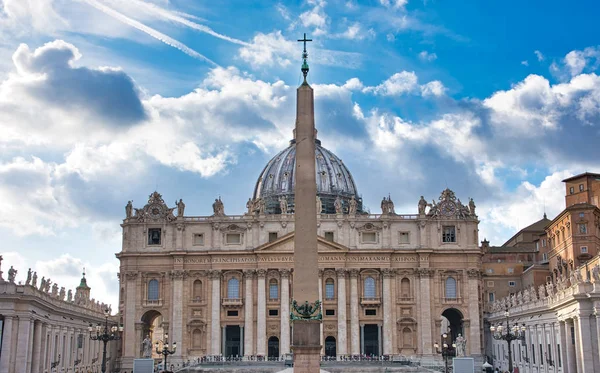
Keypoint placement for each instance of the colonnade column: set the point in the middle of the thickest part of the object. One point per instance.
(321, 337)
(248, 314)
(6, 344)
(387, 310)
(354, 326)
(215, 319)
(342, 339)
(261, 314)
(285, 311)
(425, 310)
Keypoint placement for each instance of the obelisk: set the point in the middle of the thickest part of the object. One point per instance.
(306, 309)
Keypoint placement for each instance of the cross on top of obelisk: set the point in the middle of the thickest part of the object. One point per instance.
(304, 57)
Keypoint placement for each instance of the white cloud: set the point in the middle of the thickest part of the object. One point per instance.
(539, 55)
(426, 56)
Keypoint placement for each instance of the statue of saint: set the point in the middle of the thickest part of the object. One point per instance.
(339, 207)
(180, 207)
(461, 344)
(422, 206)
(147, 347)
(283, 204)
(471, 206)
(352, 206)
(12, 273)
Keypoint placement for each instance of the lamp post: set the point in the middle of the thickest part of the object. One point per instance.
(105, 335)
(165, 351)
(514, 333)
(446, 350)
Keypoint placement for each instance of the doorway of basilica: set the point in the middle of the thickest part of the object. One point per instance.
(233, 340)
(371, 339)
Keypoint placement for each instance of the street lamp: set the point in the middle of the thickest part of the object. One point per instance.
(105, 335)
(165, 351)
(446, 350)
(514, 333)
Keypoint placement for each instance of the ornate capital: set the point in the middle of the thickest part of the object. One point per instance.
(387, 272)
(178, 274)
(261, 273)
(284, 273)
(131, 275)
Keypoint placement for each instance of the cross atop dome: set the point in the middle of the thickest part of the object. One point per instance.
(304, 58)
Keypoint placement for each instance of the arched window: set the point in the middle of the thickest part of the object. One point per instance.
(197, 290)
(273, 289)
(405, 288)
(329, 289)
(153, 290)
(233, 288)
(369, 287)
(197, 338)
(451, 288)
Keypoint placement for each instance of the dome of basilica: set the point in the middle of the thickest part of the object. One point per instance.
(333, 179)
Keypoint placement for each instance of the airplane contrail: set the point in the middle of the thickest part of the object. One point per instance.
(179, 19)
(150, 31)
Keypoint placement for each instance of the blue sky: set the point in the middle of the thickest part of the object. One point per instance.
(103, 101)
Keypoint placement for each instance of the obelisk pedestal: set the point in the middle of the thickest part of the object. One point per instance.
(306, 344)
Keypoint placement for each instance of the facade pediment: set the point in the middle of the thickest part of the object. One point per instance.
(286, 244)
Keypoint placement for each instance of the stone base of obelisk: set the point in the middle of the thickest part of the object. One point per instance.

#####

The pictures should not be reproduced; quote all of the other material exactly.

• Response
Keypoint placement for each instance of the colonnade column: set the point in the middle of the thickest part of the object. One point per instance.
(321, 337)
(248, 314)
(6, 344)
(387, 310)
(354, 326)
(215, 319)
(342, 339)
(261, 314)
(285, 311)
(425, 310)
Keypoint placement for each instance of the obelisk: set the point in the middle of the thickest part of the object. One point per instance.
(306, 309)
Keypoint placement for each instance of the cross on top of obelisk: set the point in the middle of the thickest part of the object. One point per instance.
(304, 57)
Keypoint placement for each instance of the white cloud: set the point in the middle of the thickest part of the object. One point per instance.
(539, 55)
(426, 56)
Keypoint placement for each instance of the statue of saint: set the point in the middle of the thickest part of the object. One point per instance.
(339, 207)
(180, 207)
(461, 344)
(422, 206)
(147, 347)
(283, 204)
(471, 206)
(352, 206)
(12, 273)
Keypoint placement for each instance of the lamp post: set the point in the middle of the thickest part of the object. One point per instance.
(105, 335)
(165, 351)
(514, 333)
(446, 350)
Keypoint placement for each instance of the doorway of basilica: set the point in the middle of the thickest part of the object. One point per instance.
(233, 340)
(371, 339)
Keypoint placement for each instance of the street lamp: set the point in the middle of the thickest part of the object. One point per instance.
(105, 335)
(165, 351)
(446, 350)
(514, 333)
Keypoint placement for each instance of the ornate capital: set the point in the middle of the thickest part of the object. One point per instance.
(387, 272)
(178, 274)
(261, 273)
(284, 273)
(131, 275)
Keypoint placement for each instance of the cross atop dome: set the point in the middle of the thickest part of the object. One point per instance.
(304, 58)
Keypoint placement for each instance of the arched window: set the point in the middle of the thickest part of the object. One point per instance.
(197, 290)
(273, 289)
(405, 288)
(329, 289)
(153, 290)
(233, 288)
(369, 287)
(197, 338)
(451, 288)
Keypoint placement for each instance of the dome of basilica: set the point in the middle of the thickest part of the object. One point per instance.
(333, 179)
Keypoint placement for each instance of the airplane contrail: set the point in the middle of the thickest part of the object. One point per instance.
(179, 19)
(150, 31)
Keypoint placement for each instance of the blue sky: set the point in the middle of the thickest part of the object. One point per instance.
(103, 101)
Keypoint placement for each instance of the obelisk pedestal: set the point in the middle of the thickest part of the object. One point per instance.
(306, 344)
Keypoint placement for each instance of the facade pediment: set the point in the middle of the thickest part of the object. One point per instance.
(286, 244)
Keypoint placement for each instance of the stone base of obelisk: set the point in the middle of the thickest part of the object. One point per instance.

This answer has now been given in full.